## KUTIPAN TEKS
Pemerintah diharapkan segera mengatasi kesenjangan ekonomi dan sosial serta ketidakadilan hukum. Pasalnya, permasalahan itu kerap dimanfaatkan oleh kelompok penganut ideologi radikal untuk memperluas dukungan.
YOGYAKARTA, KOMPAS - Jumlah kelompok penganut ideologi ekstrem yang kerap mengganggu persatuan dan kebersamaan masyarakat sebenarnya tak banyak. Namun, pihak-pihak tersebut bisa menyebarkan pengaruh yang cukup luas dengan memanfaatkan isu kesenjangan ekonomi dan sosial, serta ketidakadilan di bidang hukum untuk meraih dukungan.
”Paham kebersamaan kita dikacaukan oleh orang-orang seperti ini,” kata Mahfud MD, mantan Ketua Mahkamah Konstitusi, dalam seminar bertajuk ”Harmoni dalam Keberagaman” di Yogyakarta, Kamis (26/7/2018).
Turut hadir sebagai pembicara, mantan Ketua Umum Pimpinan Pusat Muhammadiyah Ahmad Syafii Maarif, Menteri Perencanaan Pembangunan Nasional/Kepala Bappenas Bambang Brodjonegoro, pengamat politik J Kristiadi, dan Koordinator Jaringan Gusdurian Indonesia Alissa Wahid. Menteri Pendidikan dan Kebudayaan Muhadjir Effendy menjadi pembicara pembuka di acara tersebut.
Menurut Mahfud, Indonesia beruntung memiliki Pancasila sebagai ideologi bangsa yang bisa mempersatukan kelompok yang berbeda-beda. Pengalaman menunjukkan, ada negara yang akhirnya terpecah karena tidak mampu mempersatukan berbagai perbedaan yang ada.

## TUJUAN TUGAS
Dalam kutipan tentang kesenjangan dan paham radikal ini, jabatan apa yang pernah dipegang Mahfud MD? Baris-baris berikut ini tidak diperlukan.

## POTONGAN DATA
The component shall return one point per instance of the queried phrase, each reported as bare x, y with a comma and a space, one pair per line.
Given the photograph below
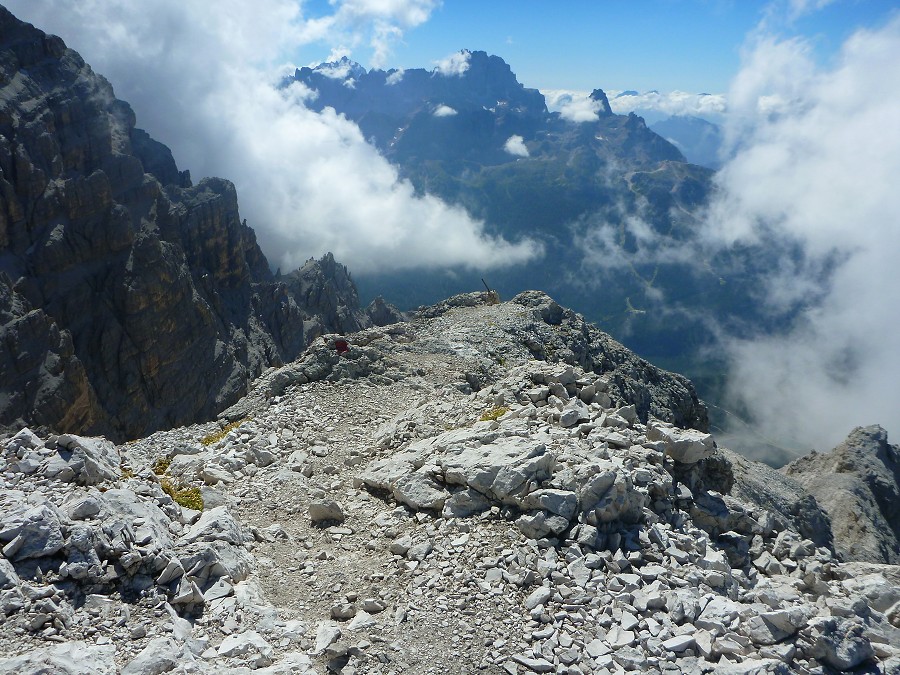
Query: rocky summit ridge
486, 488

## JAWABAN TUGAS
Ketua Mahkamah Konstitusi.